======== Selection ========

This might be the only time I ever agree with Krauthammer, so enjoy it while it lasts. He also writes (italics mine):
A “theory” that violates the most basic requirement of anything pretending to be science — that it be empirically disprovable. How does one empirically disprove the proposition that God was behind the lemur, or evolution — or behind the motion of the tides or the “strong force” that holds the atom together.
Many of the arguments against ID rely on the Popperian concept of falsification; I’m not going to jump all over Krauthammer or anyone else for making this argument, because I have made the same argument. Nonetheless, I want to use this opportunity to do two things:
- Talk about a likelihood approach to statistical inference. Why? Because it’s my blog, and because likelihood statistics are often used to reconstruct evolutionary histories. But I promise I’ll lighten it up with cute pictures.
- Point out that ID is ridiculous regardless of what statistical method one prefers.
So what exactly are likelihood statistics? The place to start is not likelihood, but parametric statistics. These are the statistics most people are familiar with.

======== Data excerpts ========

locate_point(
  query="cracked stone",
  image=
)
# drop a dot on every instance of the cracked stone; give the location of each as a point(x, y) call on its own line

========
======== Data excerpts ========

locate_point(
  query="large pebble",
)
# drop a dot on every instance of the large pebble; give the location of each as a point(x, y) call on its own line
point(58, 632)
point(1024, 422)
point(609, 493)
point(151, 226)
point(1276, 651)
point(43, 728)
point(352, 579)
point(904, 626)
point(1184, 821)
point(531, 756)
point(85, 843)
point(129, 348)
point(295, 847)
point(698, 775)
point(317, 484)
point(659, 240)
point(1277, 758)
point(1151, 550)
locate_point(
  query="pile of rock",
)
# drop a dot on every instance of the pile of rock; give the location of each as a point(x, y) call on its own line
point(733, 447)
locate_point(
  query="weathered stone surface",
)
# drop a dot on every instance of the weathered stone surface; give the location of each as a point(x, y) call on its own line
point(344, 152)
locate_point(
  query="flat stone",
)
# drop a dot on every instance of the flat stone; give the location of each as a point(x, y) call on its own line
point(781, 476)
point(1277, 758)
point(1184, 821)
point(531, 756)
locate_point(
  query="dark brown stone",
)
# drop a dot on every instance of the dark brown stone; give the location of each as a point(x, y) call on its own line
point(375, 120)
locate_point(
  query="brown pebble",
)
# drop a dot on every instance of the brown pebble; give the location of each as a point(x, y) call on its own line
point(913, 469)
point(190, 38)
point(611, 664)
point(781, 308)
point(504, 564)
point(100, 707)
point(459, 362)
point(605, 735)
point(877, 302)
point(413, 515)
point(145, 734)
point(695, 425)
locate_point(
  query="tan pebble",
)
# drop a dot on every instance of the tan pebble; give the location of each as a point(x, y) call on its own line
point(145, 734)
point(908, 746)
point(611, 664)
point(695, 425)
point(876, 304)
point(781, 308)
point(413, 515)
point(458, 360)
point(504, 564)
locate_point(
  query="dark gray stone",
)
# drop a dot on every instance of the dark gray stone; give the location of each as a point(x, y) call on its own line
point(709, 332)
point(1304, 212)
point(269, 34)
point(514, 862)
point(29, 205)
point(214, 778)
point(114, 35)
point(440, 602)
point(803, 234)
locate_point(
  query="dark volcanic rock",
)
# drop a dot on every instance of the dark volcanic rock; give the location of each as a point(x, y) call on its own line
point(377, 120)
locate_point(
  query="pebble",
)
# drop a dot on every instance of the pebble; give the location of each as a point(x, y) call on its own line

========

▸ **Exercise objective**
Answer these questions about the excerpt on intelligent design above:
1. According to the quoted passage, what is the most basic requirement of anything pretending to be science?
2. On which concept do many of the arguments against ID rely?
3. What does the writer say is the place to start in explaining likelihood statistics?

▸ **Task solution**
1. That it be empirically disprovable.
2. The Popperian concept of falsification.
3. Parametric statistics.